An alternative to the Indirect Scan (#374)

devshgraphicsprogramming · web-flow · commit d717916b6f6d · 2022-06-30T18:12:13.000+02:00
Console devs can suck it...
diff --git a/include/nbl/builtin/glsl/scanning_append/scanning_append.glsl b/include/nbl/builtin/glsl/scanning_append/scanning_append.glsl
@@ -0,0 +1,74 @@
+// No header guards!!! In case you want to have multiple append buffers,
+// you might want to `#include` this header multiple times with different suffices
+#ifndef NBL_GLSL_SCANNING_APPEND_FUNCNAME_SUFFFIX
+#define NBL_GLSL_SCANNING_APPEND_FUNCNAME_SUFFFIX
+#endif
+
+// LSB
+#ifdef NBL_GLSL_EXT_shader_atomic_int64
+#define nbl_glsl_scanning_append_counter_t uint64_t
+#else
+#define nbl_glsl_scanning_append_counter_t uvec2
+#endif
+
+struct nbl_glsl_scanning_append_result_t
+{
+   uint outIndex;
+   uint exclusivePrefix;
+};
+
+// Elements with value 0 do not get appended
+// Note: If NBL_GLSL_EXT_shader_atomic_int64 is not present, then the call to this function needs to be subgroup uniform
+nbl_glsl_scanning_append_result_t NBL_GLSL_CONCATENATE2(nbl_glsl_scanning_append,NBL_GLSL_SCANNING_APPEND_FUNCNAME_SUFFFIX)(in uint value)
+{
+#ifndef NBL_GLSL_SCANNING_APPEND_COUNTER_NAME
+#error "Need to define NBL_GLSL_SCANNING_APPEND_COUNTER_NAME for the `nbl_glsl_scanning_append` function, cause GLSL is dumb and `buffer` cannot be passed around."
+#endif
+
+  const bool willAppend = bool(value);
+#ifdef NBL_GLSL_EXT_shader_atomic_int64
+  uint64_t add = value;
+  if (willAppend)
+     add |= 0x100000000ull;
+  const uint64_t count_reduction = atomicAdd(NBL_GLSL_SCANNING_APPEND_COUNTER_NAME,add);
+  return nbl_glsl_scanning_append_result_t{uint(count_reduction>>32),uint(count_reduction)};
+#else
+  #error "Untested Path, won't touch this until we actually need to ship something on Vulkan mobile or GL!"

» **Task description**
For each statement, say yes or no according to whether it agrees with the commit excerpt, and quote the words that decide it: (a) the header is intended to be included only once; (b) elements with value 0 do not get appended; (c) the code path used when NBL_GLSL_EXT_shader_atomic_int64 is absent has been tested. The listing that comes next has no connection to the commit excerpt.

(Records excerpted from a collection)
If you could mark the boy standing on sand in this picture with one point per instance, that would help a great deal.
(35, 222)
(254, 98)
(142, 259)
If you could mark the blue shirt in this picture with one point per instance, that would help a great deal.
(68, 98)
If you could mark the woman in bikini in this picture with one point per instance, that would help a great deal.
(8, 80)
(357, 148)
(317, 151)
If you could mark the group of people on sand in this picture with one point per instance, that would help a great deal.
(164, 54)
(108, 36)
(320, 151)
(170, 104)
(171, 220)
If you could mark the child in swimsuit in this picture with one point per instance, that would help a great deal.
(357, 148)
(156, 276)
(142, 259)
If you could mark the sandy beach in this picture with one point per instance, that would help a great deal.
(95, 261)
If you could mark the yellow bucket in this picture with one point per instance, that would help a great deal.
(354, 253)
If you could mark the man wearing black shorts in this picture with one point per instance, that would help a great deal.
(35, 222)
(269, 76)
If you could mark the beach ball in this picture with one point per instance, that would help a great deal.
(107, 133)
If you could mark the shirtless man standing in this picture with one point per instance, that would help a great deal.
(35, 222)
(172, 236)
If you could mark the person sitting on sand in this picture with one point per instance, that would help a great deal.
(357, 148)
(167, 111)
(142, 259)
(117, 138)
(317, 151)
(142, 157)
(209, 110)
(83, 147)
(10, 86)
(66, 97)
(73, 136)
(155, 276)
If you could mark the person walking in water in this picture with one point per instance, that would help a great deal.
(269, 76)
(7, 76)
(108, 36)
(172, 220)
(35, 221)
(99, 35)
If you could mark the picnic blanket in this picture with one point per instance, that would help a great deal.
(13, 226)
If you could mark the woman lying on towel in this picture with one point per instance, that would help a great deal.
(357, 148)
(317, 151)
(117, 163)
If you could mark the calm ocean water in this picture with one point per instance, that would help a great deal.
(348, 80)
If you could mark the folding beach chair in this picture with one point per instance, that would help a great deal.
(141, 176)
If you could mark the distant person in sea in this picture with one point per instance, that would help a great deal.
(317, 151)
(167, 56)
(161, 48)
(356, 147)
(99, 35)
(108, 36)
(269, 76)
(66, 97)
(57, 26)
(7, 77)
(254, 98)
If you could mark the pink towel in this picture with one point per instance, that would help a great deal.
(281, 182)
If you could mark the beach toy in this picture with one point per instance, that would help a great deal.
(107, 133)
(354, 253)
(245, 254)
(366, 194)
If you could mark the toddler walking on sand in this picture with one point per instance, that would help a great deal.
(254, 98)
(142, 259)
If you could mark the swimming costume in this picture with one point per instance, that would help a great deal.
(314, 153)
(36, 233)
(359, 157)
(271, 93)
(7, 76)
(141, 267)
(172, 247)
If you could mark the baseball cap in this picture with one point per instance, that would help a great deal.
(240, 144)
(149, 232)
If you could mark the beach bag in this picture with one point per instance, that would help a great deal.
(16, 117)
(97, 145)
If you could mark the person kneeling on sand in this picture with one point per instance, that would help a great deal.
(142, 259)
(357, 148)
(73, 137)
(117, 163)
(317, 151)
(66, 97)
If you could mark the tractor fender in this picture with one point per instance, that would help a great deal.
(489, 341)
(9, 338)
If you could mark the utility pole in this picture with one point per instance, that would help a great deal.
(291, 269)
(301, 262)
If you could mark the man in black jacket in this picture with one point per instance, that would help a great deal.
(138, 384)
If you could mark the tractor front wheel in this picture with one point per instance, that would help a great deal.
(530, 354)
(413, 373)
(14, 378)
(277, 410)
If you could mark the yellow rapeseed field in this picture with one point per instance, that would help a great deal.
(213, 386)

» **Result**
(a) No: "you might want to `#include` this header multiple times with different suffices"
(b) Yes: "Elements with value 0 do not get appended"
(c) No: "Untested Path, won't touch this until we actually need to ship something on Vulkan mobile or GL!"